◆ Seçilen Metin ◆
* * * *

Kıbrıs ile ilgili haberler ve yazılar, eskiden olduğu gibi artık kamuoyunun çok fazla ilgisini çekmiyor. İkinci Dünya Savaşı sonrası hızlı bir yükselişe geçen ve uzun yıllar ulusal ve uluslararası kamuoyunu meşgul eden Kıbrıs meselesinin günümüzde eski heyecanı kalmadığı gibi, soruna ilişkin duyulmadık söz, atılmadık nutuk, üretilmemiş dedikodu ve açıklanmayan komplo da kalmadı. Tüm bunlara rağmen, meselenin tarafları ezberlerini hiç bozmadılar: “Kıbrıs sorununa en nihayet barışçıl ve sürdürülebilir bir çözüm bulunması” temel arzumuzdur. Artık bir klişe haline gelen bu sabit demeci hiç kimse duymak istemiyor. Liderlerin veya sözcülerin dillerine pelesenk olmuş bu söz biraz irdelendiğinde tarafların hemen birbirlerini suçlamaya başladıklarını müşahede ediyoruz. Örneğin 15 Temmuz’da Rum Lider Nikos Anastasiades yaptığı bir konuşmada, Kıbrıs’taki çözümsüzlüğün sebebinin, “sadece ve sadece Kıbrıs Türk tarafı ve Türkiye” olduğunu ifade etti. Aynı tarihte Türkiye’nin Roma Büyükelçisi Murat Salim Esenli, “Türkiye ve KKTC’nin yapıcı teklif ve olumlu tutumuna rağmen Rum Yönetimi’nin anlaşmaya yanaşmaması nedeniyle Kıbrıs’ta bir çözüme varılamadığını” söyledi.

Geçmişten bugüne Kıbrıs sorunundan maddi ve manevi olarak en çok zarar gören taraf şüphesiz Kıbrıs Türkleri’dir. Kıbrıslı Türkler’in hem tarihsel hem de güncel sorunları varken, Kıbrıslı Rumlar’ın sorunları Türkler’e kıyasla sadece tarihseldir. Diğer bir deyişle, sorunun uzayıp gitmesi şimdiye kadar Kıbrıslı Rumlar’a maddi bir zarar getirmedi. Kıbrıs Rum kesimi, Kıbrıs Cumhuriyeti adı altında tüm dünyada siyasi ve ekonomik varlığını sürdürmeye devam etti. Buna ilave olarak, 2004 yılında tek başına Avrupa Birliği üyesi olmayı başardı. Her iki gelişme sayesinde uluslararası toplumun büyük bir bölümüyle temas kurarak ilişkilerini güçlendirdi. Bu konfor Rum liderlerin, Türkiye ve Kıbrıslı Türkler’e karşı konumunu güçlendirmesine ve böylece müzakere masasında daha rahat oturmalarına imkân sağladı. Bu nedenle Rum liderler, mevcut eşitsizlikten en iyi sonucu almak için üzerlerinde herhangi bir zaman baskısı olmadan çözüm konusunu ele almaktadırlar. Daha doğrusu, şartlar bu kadar kendi lehlerine iken, çözüm için herhangi bir taviz vermek istenmemektedir.

* * * *

◆ Görev Koşulları ◆
Kıbrıs sorunu üzerine olan metnin devamını, son cümleden sonra gelecek şekilde yazın. Metinden sonra gelen öğeler, metinden ayrı bir malzemedir.

◆ Verilen Bilgiler ◆
* * * *

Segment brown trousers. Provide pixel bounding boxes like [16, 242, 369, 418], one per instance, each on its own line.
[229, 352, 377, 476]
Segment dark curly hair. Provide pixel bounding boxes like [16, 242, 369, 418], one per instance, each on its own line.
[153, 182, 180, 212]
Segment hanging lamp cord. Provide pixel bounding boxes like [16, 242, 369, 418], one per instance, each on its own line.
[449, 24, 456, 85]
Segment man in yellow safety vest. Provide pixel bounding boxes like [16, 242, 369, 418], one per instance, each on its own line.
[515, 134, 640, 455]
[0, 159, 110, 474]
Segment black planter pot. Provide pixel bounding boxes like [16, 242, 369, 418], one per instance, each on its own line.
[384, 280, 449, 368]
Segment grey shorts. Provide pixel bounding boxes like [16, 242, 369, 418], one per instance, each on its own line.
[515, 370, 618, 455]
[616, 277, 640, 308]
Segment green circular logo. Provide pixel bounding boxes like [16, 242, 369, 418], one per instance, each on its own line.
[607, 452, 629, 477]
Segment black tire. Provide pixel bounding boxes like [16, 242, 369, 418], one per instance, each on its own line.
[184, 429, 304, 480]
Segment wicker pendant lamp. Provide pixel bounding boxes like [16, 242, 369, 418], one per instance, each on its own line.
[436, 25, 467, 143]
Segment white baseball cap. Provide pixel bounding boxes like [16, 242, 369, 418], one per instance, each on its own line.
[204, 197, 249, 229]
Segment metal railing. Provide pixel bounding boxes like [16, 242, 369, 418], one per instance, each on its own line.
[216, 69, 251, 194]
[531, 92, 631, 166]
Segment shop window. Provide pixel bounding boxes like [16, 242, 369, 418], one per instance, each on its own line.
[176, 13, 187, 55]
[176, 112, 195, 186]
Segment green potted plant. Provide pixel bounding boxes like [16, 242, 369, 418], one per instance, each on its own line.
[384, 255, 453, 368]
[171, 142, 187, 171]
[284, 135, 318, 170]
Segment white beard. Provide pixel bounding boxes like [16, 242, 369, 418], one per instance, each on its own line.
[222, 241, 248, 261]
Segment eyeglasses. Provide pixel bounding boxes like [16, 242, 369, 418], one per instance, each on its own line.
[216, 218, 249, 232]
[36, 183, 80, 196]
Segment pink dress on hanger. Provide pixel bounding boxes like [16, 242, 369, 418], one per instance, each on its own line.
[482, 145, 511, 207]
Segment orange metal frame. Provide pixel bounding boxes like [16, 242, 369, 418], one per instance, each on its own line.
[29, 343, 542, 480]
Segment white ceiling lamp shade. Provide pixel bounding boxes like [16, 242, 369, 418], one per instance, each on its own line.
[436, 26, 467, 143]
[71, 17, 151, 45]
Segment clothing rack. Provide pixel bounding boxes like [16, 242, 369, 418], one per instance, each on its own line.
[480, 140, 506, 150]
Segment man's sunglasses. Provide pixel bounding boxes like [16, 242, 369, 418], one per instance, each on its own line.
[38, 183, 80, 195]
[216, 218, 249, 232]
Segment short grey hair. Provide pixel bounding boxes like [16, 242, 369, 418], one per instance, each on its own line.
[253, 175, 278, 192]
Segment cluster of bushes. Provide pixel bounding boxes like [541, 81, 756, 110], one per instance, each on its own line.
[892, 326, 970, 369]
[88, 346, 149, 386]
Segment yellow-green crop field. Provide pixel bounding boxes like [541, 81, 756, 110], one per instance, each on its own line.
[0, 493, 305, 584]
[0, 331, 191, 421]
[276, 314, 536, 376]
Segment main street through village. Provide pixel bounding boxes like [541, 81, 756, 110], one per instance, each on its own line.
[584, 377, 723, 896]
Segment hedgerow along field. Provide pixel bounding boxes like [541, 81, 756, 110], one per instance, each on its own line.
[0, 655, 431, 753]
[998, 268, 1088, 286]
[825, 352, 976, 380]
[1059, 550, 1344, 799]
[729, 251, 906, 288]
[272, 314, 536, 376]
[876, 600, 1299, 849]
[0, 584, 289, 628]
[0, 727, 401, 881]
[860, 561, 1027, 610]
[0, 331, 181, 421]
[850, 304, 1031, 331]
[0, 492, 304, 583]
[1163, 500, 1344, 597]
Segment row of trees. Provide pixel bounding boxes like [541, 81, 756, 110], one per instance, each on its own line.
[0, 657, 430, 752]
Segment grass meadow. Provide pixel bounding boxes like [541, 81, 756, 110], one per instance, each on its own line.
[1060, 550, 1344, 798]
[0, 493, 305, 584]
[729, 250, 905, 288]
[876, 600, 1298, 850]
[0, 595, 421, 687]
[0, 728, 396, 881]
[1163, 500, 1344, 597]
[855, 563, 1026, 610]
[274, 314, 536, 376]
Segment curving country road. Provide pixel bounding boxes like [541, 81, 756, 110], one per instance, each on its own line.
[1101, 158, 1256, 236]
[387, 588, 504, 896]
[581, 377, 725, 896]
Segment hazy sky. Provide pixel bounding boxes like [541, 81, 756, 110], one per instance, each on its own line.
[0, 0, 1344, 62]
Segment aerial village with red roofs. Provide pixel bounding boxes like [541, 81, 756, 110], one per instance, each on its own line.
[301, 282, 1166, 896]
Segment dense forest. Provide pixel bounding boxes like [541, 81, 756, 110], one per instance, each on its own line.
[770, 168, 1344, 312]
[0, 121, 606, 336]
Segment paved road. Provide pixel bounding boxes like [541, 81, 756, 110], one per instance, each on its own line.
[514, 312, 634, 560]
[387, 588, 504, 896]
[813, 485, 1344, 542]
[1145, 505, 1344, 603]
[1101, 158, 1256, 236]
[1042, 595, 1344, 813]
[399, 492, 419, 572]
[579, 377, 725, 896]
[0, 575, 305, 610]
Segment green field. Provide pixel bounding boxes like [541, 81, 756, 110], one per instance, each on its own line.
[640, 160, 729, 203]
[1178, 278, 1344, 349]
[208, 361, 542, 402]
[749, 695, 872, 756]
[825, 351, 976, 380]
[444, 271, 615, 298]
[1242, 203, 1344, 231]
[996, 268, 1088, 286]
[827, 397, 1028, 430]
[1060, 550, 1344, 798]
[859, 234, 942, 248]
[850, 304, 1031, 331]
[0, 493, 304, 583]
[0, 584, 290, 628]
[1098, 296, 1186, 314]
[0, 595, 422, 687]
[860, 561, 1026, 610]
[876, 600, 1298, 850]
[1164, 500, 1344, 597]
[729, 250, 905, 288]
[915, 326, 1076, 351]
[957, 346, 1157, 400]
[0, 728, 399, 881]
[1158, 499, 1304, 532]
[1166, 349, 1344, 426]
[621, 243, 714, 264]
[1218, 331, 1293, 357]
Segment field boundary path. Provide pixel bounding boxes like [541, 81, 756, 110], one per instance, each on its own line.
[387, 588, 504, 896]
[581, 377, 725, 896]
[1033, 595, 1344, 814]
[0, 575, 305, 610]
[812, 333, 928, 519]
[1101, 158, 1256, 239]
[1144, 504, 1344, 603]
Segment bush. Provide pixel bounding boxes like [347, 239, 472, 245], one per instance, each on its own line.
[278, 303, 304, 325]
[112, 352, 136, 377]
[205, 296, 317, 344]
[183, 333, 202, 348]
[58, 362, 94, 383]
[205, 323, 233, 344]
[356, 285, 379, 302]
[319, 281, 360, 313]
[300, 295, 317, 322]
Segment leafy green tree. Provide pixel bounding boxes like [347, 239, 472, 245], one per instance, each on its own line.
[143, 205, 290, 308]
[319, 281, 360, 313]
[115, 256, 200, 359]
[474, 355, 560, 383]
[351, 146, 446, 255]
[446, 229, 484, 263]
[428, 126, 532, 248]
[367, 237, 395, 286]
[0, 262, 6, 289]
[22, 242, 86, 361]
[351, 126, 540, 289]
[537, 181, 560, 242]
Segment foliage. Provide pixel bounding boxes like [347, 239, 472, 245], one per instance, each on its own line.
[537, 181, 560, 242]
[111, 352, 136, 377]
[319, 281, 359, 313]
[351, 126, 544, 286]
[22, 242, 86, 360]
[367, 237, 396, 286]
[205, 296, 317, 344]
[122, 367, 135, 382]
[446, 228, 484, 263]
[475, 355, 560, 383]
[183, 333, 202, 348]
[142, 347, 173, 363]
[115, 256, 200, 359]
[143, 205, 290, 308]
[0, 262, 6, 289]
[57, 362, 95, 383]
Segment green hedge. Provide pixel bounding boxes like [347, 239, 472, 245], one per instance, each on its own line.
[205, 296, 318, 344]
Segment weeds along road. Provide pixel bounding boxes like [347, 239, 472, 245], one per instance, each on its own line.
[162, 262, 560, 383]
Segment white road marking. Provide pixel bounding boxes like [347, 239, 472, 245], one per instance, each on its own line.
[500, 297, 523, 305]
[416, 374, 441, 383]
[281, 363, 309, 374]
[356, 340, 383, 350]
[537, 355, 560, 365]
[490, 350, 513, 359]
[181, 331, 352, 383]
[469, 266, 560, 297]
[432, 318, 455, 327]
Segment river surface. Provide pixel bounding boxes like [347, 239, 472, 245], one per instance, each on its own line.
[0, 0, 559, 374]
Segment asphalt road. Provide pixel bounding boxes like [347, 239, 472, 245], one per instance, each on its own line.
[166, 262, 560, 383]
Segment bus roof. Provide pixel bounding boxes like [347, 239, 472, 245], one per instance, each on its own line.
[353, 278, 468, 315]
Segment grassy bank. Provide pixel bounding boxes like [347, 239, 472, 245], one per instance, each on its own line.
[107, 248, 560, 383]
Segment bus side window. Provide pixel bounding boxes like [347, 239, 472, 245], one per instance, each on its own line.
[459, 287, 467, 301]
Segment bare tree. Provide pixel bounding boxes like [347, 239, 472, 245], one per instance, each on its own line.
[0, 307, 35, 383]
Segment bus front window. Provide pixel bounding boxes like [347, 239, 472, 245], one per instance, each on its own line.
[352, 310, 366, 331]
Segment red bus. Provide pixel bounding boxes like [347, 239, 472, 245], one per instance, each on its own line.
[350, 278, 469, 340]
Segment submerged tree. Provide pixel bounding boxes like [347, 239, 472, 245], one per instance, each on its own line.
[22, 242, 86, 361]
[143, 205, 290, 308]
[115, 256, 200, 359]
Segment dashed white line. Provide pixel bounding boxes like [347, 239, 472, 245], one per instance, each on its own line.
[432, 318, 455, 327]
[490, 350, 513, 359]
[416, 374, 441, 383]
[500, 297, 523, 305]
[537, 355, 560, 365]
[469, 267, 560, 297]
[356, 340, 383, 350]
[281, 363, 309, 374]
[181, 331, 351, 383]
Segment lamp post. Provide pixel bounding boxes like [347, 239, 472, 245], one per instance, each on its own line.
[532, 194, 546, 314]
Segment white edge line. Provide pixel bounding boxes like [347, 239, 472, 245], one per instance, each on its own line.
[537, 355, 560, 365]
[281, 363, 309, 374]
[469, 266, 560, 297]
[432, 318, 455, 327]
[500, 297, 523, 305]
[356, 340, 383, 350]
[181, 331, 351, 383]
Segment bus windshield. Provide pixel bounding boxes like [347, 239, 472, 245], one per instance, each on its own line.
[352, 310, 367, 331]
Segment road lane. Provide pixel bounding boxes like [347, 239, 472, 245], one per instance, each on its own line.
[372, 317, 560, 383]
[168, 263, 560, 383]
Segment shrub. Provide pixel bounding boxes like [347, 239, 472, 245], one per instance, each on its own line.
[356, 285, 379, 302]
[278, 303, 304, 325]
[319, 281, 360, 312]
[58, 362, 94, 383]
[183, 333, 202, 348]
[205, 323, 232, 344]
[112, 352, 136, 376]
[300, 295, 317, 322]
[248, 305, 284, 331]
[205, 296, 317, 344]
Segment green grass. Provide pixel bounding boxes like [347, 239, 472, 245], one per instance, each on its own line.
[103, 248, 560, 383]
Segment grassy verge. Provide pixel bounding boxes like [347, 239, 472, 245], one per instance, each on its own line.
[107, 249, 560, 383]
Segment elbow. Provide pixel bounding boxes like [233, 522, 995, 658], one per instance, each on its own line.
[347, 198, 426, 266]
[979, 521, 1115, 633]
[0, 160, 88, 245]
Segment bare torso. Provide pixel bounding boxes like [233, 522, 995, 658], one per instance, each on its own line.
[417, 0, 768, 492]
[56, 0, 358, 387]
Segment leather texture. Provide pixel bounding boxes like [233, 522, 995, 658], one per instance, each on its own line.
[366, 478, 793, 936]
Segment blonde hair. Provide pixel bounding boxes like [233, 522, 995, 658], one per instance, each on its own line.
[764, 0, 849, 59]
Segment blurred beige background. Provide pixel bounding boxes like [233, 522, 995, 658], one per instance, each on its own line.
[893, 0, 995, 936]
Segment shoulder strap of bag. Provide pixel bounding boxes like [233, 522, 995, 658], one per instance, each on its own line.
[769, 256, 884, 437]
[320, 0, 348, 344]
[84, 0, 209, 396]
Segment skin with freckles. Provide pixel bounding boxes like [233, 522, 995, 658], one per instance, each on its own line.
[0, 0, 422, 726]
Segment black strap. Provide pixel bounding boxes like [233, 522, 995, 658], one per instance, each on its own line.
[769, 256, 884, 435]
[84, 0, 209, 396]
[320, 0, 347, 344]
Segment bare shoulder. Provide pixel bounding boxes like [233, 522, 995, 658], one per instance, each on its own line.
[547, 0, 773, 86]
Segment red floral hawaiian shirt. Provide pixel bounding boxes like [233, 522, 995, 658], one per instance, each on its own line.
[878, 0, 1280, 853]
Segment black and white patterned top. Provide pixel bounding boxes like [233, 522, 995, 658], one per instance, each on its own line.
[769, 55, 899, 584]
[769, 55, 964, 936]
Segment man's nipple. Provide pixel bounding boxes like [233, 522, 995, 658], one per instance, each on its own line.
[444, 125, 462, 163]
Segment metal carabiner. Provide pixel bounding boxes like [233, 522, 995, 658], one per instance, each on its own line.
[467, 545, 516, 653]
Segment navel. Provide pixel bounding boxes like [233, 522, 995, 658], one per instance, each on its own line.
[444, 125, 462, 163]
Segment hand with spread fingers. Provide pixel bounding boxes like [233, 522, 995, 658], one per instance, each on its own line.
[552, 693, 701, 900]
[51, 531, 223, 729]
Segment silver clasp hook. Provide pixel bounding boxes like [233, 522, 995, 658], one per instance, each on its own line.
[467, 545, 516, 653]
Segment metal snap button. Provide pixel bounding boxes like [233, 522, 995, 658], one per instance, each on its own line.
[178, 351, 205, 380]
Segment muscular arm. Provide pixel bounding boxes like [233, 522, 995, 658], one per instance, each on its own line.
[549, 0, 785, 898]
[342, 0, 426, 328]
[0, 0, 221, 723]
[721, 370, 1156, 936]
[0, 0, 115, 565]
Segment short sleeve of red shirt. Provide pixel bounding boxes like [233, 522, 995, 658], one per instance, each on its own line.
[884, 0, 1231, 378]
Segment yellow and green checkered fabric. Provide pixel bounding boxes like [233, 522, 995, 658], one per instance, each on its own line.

* * * *

◆ Yazılı Yanıt ◆
Rum Yönetimi’nin müzakere gücünü artıran bir diğer gelişme, Kıbrıs’ın münhasır ekonomik bölgesinde keşfedilen hidrokarbon sondaj çalışmaları konusunda tek taraflı anlaşmalar yapmasıdır. Böylelikle Kıbrıs sorununa Rum tarafının girişimiyle uluslararası şirketler de dâhil edildi. Türkiye ve KKTC, Rum Yönetimi’nin tek taraflı olarak uluslararası şirketlerle sondaj ve ruhsat anlaşmaları yapmasını kabul edilemez bir girişim olarak gördüklerini ve bu nedenle fiilen buna müsaade etmeyeceklerini muhataplarına bildirdiler. Rum Yönetimi ise, söz konusu yetkinin kendi egemenlik alanlarında olduğunu, dolayısıyla Türkiye’nin bu çıkışının uluslararası hukuka aykırı olduğunu ileri sürdü. Diğer taraftan Rum Yönetimi, Kıbrıs sorunun kendi parametreleri çerçevesinde bir çözüme kavuşturulması için Doğu Akdeniz enerji kaynaklarına talip olan uluslararası şirketlerin Türkiye’ye baskı yapması için yoğun bir diplomatik çaba yürütmektedir.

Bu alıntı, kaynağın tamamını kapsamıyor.